Every year we buy part of a cow to eat throughout the year. Well, we always have more ground beef than we normally eat. I'm getting tired of burgers, meatballs and meatloaf. Any other suggestions? I gotta eat this ground beef before we get our next cow in early October.

I'm counting to 18, hopefully chatters will add on.


1. In a filling for empanada/savory handpies/calzone or stromboli/enchiladas/burritos

2. Marinate with a little hoisin sauce or toasted sesame oil, then use in a stir-fry with mushrooms and snow peas

3. In stuffed grape leaves or cabbage or hollowed out sweet onions.

4. Shepherd's pie

5. Chili (sure you've thought of this, but try this very fine version)

6. A take on dirty rice (Louisiana style)

7. Season and cook the beef, then wrap phyllo around it and bake. 

8. The Best Mapo Tofu


9. Asian Sloppy Joes


10. Beef and Black Bean Picadillo


11. Dinner in a Pumpkin (it's almost time for that, right?)

12. Leek and Beef Latkes  With Beet Salad

13. Mina de Carne (it's not just for Passover)


14. Nutty Beefy Noodles


15. Richard Folkers's Chili Stickers

16. Spicy Ground Beef With Green Beans

17. Tortilla Pie

18. Vermicelli, Meat and Tomato Soup


I don't need a whole diet CSA but I would love to get my hands on fresh local flour. Does Moutoux sell just that?

Moutoux doesn't sell anything at retail, But! Next Step Produce, which sells at the Dupont farmers market, finally has their grain mill up and running, and they're selling several different kinds of what flour, buckwheat, and rye flour. Really great stuff.

If you haven't tried Eggs in Purgatory, do it now. Simmer tomato/pasta sauce until heated through, toss in some crushed red pepper flakes, then poach an egg in the sauce until done. I eat it with toast for breakfast sometimes!

I believe you are talking about shakshuka!

I went just down the street to GW. I ordered the pearls online, which had to be rehydrated in some boiling water first. I also ordered some red bean paste and green tea powder for the drinks, although sometimes I just added it to some cold raspberry lipton tea. Needless to say my tastebuds have grown a little since then.

I wish you were my rooomate in college!

It can be really difficult to cut spaghetti squash so be careful. Sometimes I will just jab it all around with a fork and stick in the oven to back. I know it will take longer, but I will still have all ten fingers.

Yep, you can definitely roast it whole if you don't want to mess with the cutting!

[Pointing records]

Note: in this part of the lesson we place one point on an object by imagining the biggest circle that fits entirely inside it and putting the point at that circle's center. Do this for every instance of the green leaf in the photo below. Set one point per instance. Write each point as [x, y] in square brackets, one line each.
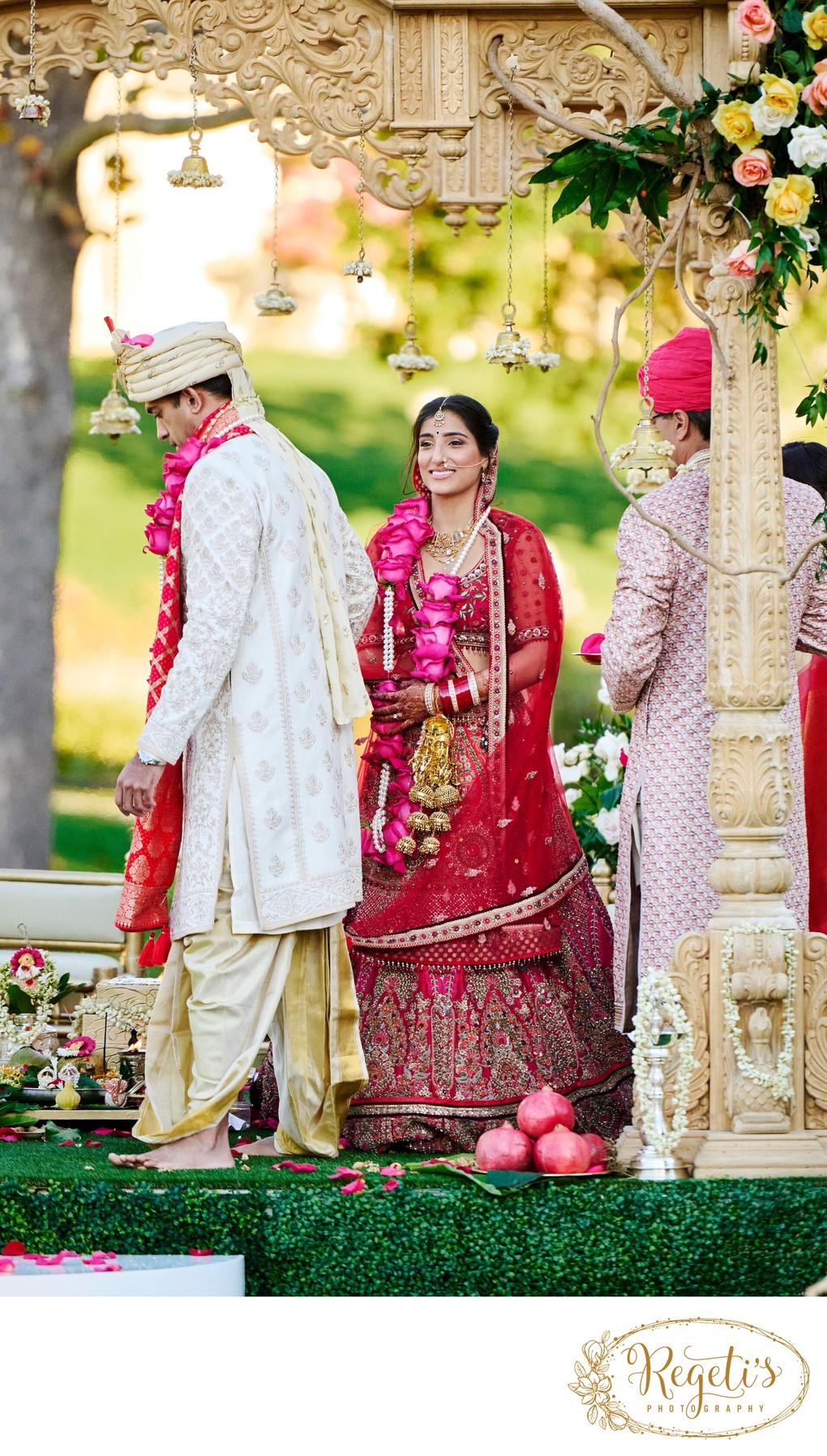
[504, 1178]
[612, 797]
[571, 199]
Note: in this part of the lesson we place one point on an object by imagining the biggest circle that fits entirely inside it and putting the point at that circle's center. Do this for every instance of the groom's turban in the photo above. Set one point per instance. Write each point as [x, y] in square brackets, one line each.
[153, 366]
[680, 373]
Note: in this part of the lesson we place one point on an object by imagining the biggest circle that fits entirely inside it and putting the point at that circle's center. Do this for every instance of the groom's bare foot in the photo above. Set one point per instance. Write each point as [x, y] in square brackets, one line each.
[207, 1149]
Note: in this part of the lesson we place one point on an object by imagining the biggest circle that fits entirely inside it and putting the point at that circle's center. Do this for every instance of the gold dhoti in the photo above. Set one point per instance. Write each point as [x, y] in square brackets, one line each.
[219, 996]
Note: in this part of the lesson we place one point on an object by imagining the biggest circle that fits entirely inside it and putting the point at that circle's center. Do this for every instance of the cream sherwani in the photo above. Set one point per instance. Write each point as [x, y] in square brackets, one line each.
[270, 858]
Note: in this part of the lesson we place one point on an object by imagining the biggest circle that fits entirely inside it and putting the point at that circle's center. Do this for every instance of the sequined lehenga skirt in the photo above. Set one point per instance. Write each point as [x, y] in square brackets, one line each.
[453, 1049]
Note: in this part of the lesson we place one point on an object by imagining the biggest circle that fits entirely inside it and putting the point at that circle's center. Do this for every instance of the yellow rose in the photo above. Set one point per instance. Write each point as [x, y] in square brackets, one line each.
[788, 199]
[781, 95]
[734, 122]
[814, 27]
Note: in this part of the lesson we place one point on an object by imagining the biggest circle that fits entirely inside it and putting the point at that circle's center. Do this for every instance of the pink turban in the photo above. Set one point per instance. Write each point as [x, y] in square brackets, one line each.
[680, 373]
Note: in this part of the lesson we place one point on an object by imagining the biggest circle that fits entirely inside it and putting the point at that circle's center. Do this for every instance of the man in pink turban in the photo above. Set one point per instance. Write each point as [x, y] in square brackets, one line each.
[680, 389]
[654, 662]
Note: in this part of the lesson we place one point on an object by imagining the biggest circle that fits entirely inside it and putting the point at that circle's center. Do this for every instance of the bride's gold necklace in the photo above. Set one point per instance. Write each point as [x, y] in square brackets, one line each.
[446, 545]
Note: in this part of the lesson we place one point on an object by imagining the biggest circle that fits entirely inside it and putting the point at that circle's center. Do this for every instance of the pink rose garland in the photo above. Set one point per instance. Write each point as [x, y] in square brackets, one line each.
[755, 18]
[753, 168]
[816, 93]
[399, 541]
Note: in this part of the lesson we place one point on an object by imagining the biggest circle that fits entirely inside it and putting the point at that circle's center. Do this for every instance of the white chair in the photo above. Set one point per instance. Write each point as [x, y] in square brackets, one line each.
[71, 914]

| What you will do |
In the ground beef discussion, which dishes does the first numbered suggestion name as ways to use the beef as a filling?

| Task response |
Empanada, savory handpies, calzone, stromboli, enchiladas, and burritos.